### [WORK REQUEST A]
List every approach the forum thread on task caching mentions for caching a time-consuming task or for keeping changes from invalidating the cache.
### [WORK REQUEST B]
In the forum thread on task caching, what has SPPearce used to select only the parts of the meta map each process needs?
### [WORK REQUEST C]
Continue the forum thread on task caching from its last comment.

START PAGE EXTRACT

Is it possible to have a command that manually computes the Hasche of the current input and script, then replaces the Hasche of the database with the newly computed Hasche, allowing cache a time-consuming task.

Or add a field to the database that can be forced to be cached, and start forcing the cache when it is determined that the result has been generated

robsyme commented 1 month ago

Community request for a similar feature here: https://community.seqera.io/t/process-input-that-is-not-cached-and-does-not-affect-task-hash/1209

SPPearce commented 2 weeks ago

This would be extremely useful for the in-house pipeline that I'm currently building; I have ended up using a bunch of subMaps to only select the parts of the meta map that are required for each process, to ensure that changing the initial metadata doesn't invalidate the entire cache.

END PAGE EXTRACT
START DATASET

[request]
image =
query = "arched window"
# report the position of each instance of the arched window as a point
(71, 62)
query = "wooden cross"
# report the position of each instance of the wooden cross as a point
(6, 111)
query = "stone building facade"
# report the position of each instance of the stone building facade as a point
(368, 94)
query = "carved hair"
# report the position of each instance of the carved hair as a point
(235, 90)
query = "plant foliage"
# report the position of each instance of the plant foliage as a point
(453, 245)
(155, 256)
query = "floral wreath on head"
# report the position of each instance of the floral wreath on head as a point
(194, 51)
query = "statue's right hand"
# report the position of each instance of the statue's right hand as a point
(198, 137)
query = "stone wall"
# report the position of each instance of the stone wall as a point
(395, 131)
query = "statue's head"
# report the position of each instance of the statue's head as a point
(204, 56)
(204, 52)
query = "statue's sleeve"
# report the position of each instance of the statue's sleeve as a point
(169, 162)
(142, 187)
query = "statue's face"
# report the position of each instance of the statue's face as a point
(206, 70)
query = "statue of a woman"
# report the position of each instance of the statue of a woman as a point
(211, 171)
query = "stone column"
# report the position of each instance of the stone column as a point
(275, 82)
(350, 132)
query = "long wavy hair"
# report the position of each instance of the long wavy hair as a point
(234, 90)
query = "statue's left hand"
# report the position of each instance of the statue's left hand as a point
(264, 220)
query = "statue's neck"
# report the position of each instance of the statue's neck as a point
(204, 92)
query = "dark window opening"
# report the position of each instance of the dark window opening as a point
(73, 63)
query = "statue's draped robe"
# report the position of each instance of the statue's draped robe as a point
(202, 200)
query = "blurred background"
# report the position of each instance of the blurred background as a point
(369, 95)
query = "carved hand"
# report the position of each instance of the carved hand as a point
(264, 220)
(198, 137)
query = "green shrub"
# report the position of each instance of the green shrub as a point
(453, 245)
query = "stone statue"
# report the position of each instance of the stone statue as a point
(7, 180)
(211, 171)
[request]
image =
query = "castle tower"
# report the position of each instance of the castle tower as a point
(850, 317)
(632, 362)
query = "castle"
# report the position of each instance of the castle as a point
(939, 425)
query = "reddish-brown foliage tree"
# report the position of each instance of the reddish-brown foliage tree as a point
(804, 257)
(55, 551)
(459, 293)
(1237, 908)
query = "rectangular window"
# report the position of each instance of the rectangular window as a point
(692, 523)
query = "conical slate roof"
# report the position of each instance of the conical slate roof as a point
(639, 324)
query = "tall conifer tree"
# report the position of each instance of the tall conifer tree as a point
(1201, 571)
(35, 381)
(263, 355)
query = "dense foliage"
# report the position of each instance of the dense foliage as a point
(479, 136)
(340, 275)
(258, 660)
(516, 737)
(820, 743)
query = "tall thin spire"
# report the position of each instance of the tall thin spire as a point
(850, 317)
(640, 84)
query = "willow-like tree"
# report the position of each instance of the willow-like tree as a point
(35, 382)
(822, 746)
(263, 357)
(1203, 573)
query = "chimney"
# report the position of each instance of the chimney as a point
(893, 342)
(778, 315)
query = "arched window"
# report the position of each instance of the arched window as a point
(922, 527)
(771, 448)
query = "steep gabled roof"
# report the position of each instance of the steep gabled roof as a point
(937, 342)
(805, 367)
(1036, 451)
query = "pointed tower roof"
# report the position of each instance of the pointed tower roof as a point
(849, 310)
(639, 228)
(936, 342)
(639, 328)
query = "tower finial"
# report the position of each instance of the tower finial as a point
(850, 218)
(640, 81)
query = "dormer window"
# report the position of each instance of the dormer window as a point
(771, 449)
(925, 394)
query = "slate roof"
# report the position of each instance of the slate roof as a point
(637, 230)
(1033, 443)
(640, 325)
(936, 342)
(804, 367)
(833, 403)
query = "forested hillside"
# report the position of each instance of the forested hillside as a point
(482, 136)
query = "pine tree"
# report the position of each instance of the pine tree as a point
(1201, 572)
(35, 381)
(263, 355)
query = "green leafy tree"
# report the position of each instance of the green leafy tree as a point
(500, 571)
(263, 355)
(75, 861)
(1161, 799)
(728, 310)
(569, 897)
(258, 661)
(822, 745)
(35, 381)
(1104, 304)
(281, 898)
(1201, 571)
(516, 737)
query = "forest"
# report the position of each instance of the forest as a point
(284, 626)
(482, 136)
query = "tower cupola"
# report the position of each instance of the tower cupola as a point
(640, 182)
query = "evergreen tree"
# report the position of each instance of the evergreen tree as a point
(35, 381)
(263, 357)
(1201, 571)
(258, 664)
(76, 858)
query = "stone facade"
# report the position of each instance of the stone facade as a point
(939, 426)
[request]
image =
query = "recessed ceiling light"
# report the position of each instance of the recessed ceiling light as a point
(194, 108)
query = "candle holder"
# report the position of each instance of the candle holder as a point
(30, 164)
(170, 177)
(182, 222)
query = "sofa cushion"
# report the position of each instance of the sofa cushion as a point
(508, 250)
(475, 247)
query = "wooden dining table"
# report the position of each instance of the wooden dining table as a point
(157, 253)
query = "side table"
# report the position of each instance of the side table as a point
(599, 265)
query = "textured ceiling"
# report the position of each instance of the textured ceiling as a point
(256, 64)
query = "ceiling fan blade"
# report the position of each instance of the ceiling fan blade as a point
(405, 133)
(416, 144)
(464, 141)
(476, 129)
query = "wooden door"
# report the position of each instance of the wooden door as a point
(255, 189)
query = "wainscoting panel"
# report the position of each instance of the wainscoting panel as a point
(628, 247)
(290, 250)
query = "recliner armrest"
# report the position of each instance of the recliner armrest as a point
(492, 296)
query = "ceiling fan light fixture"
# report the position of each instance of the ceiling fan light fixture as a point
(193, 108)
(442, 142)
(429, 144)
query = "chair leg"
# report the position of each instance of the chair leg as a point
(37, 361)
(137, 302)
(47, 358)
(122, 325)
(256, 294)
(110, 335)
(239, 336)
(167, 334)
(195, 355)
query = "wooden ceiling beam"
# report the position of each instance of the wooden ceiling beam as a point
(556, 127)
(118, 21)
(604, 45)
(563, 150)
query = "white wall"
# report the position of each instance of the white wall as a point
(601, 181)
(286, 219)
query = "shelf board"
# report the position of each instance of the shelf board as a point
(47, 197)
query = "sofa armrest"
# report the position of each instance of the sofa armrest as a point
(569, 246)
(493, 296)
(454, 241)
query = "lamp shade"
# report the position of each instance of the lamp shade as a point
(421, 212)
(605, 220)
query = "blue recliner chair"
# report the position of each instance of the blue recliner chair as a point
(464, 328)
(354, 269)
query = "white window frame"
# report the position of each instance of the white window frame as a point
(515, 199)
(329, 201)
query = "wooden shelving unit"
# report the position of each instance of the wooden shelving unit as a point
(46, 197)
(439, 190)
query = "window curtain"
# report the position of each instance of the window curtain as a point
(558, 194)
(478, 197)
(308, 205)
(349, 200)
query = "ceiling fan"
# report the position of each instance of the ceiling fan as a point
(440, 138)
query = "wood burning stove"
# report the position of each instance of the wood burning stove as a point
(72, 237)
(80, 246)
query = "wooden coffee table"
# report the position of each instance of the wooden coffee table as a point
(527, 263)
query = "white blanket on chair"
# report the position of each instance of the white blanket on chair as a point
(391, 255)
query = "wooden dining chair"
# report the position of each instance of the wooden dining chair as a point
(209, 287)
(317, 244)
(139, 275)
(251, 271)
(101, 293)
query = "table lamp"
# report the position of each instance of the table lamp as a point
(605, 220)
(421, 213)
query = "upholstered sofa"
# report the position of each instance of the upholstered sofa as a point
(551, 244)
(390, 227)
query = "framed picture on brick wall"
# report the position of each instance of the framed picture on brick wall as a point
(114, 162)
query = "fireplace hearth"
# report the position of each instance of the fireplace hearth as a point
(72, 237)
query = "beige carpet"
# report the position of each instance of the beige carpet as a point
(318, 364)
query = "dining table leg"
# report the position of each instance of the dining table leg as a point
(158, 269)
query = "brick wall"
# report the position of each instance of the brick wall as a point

END DATASET

### [RESPONSE A]
- A command that manually computes the hash of the current input and script and replaces the hash in the database with the new one
- A database field that can be forced to be cached, with forced caching starting once the result has been generated
- Using a bunch of subMaps to select only the parts of the meta map that each process needs, so changes to the initial metadata don't invalidate the entire cache

### [RESPONSE B]
A bunch of subMaps.

### [RESPONSE C]
bentsherman commented 2 weeks ago

Isn't it the same amount of work to provide the subMap as an input vs through a custom cache directive?

pditommaso commented 2 weeks ago

+1 for subMap. we could think custom cache when will have custom type, and in which we may think to have some declaration about caching

robsyme commented 2 weeks ago

Ben - the issue will be re-joining the full metadata back after the process. Contrast:


workflow {
    people = Channel.of(
        [name:"Rob", employer:"Seqera", loves:"Nextflow, and making Ben's life harder"],
        [name:"Ben", employer:"Seqera", loves:"Nextflow"],
        [name:"Paolo", employer:"Seqera", loves:"Nextflow"],
        [name:"Simon", employer:"NeoGenomics", loves:"Nextflow"]
    )

    people
    | map { person -> person.subMap('name', 'employer') }
    | DoSomething
    | join(people.map { person -> [person.subMap('name', 'employer'), person] })
    | map { _submap, txtFile, person -> [person, txtFile] }
    | view
}

process DoSomething {
    input: val(person)
    output: tuple val(person), path("${person.name}.txt")
    script:
    """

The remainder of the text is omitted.